◆ ENUNCIADO A: No trecho sobre o LaTeX, para que tipo de texto o LaTeX foi criado?
◆ ENUNCIADO B: Como fica em inglês esta frase do trecho sobre o LaTeX: "Existe outro, um dos meus preferidos atualmente, que formata unidades SI adequadamente."?
◆ ENUNCIADO C: Repita o trecho sobre o LaTeX a partir das palavras que contêm "Gosto também da" e pare depois de "pronto é alta.".

++++ TRECHO CITADO ++++

Gosto também da extensibilidade. O LaTeX foi criado para textos em inglês, sem acentos, mas existe um pacote que permite esses caractereres a mais (é o pacote inputenc que usei acima) — observe que a data ficou em inglês, e omiti o pacote que faz a tradução justamente para chamar a atenção para este fato. Existe outro, um dos meus preferidos atualmente, que formata unidades SI adequadamente. Ou seja: quando você está escrevendo, e encontra um problema, a chance de você achar um pacote pronto é alta.

++++ LINHAS SELECIONADAS ++++

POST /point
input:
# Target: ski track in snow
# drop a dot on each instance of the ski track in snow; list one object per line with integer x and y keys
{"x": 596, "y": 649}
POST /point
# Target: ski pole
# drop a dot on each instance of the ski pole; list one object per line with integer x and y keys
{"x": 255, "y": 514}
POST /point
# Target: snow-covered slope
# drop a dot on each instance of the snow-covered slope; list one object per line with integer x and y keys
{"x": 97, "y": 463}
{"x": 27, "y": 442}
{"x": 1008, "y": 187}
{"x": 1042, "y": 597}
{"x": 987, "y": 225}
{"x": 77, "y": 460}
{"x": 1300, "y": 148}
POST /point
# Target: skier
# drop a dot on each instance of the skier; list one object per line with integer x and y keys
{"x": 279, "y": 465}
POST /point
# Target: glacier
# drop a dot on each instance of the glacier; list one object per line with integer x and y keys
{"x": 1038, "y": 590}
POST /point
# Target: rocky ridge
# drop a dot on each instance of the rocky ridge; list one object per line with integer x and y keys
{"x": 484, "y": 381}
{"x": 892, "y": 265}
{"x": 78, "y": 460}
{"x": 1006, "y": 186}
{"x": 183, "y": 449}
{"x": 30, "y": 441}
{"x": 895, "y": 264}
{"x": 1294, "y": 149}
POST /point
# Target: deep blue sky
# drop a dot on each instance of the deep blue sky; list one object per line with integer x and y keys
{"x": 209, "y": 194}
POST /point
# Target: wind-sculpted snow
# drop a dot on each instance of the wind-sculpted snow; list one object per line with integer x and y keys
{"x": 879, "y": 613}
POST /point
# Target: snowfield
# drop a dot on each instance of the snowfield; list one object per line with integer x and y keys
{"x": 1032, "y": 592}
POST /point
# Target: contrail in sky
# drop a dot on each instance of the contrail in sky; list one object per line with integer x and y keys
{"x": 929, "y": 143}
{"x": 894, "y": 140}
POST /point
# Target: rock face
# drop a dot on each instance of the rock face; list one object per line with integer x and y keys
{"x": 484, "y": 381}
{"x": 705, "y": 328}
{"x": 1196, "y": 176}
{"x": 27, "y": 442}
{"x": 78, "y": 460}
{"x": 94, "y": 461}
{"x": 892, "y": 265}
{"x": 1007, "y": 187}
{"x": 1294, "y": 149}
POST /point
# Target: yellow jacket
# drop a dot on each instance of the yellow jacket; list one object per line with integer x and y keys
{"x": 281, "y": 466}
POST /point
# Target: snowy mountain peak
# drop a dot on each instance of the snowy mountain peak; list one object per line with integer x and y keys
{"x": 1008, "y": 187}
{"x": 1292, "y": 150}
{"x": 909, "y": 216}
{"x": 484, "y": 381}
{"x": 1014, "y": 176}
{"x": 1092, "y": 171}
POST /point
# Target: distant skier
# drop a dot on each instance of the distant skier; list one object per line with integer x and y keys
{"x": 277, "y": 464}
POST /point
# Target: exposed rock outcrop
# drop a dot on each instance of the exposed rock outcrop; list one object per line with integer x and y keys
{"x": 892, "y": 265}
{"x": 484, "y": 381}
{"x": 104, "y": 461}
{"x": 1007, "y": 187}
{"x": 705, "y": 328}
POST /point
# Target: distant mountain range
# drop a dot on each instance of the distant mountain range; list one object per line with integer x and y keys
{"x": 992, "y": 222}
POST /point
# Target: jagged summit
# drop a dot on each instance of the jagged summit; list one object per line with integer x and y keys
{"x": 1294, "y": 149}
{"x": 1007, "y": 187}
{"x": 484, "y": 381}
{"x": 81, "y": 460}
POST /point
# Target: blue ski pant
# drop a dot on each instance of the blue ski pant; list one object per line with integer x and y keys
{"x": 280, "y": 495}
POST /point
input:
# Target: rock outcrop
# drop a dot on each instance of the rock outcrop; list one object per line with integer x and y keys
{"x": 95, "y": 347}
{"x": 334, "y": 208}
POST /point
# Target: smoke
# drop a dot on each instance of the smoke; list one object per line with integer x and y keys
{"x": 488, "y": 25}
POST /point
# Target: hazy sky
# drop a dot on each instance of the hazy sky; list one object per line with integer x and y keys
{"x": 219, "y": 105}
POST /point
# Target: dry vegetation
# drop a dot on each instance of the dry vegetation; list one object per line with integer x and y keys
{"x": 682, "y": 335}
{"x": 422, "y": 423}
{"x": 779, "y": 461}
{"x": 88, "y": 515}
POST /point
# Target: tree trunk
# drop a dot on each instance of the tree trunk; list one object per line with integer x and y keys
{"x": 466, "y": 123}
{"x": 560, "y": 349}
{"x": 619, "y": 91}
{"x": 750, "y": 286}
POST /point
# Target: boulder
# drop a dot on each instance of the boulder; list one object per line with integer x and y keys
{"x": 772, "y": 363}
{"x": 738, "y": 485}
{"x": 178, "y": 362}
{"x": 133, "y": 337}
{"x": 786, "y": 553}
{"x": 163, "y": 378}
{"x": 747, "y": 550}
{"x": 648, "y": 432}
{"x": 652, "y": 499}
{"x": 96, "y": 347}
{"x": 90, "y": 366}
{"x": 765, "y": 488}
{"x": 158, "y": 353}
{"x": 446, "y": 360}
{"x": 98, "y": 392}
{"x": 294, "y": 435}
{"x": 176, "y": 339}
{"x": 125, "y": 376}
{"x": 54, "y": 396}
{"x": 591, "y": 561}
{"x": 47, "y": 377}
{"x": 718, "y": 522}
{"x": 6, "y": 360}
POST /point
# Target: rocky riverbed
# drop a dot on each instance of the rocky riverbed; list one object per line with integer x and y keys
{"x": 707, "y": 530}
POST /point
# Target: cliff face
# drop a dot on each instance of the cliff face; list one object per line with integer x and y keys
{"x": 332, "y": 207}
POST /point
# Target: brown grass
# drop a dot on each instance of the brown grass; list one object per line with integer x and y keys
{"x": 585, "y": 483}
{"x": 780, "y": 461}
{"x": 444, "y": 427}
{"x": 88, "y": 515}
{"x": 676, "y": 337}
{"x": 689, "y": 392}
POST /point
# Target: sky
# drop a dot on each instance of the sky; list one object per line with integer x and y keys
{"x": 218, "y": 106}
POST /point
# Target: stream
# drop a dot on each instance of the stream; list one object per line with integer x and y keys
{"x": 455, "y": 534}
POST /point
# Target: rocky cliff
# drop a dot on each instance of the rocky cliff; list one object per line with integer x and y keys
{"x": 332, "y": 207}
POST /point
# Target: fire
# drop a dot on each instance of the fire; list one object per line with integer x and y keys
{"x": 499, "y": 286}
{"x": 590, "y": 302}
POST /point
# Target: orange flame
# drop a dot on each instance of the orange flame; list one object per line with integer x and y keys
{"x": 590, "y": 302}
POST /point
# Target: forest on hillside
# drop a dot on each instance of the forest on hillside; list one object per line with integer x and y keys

++++

◆ RESPOSTA A: Para textos em inglês, sem acentos.

◆ RESPOSTA B: There is another one, one of my current favorites, that formats SI units properly.

◆ RESPOSTA C:
Gosto também da extensibilidade. O LaTeX foi criado para textos em inglês, sem acentos, mas existe um pacote que permite esses caractereres a mais (é o pacote inputenc que usei acima) — observe que a data ficou em inglês, e omiti o pacote que faz a tradução justamente para chamar a atenção para este fato. Existe outro, um dos meus preferidos atualmente, que formata unidades SI adequadamente. Ou seja: quando você está escrevendo, e encontra um problema, a chance de você achar um pacote pronto é alta.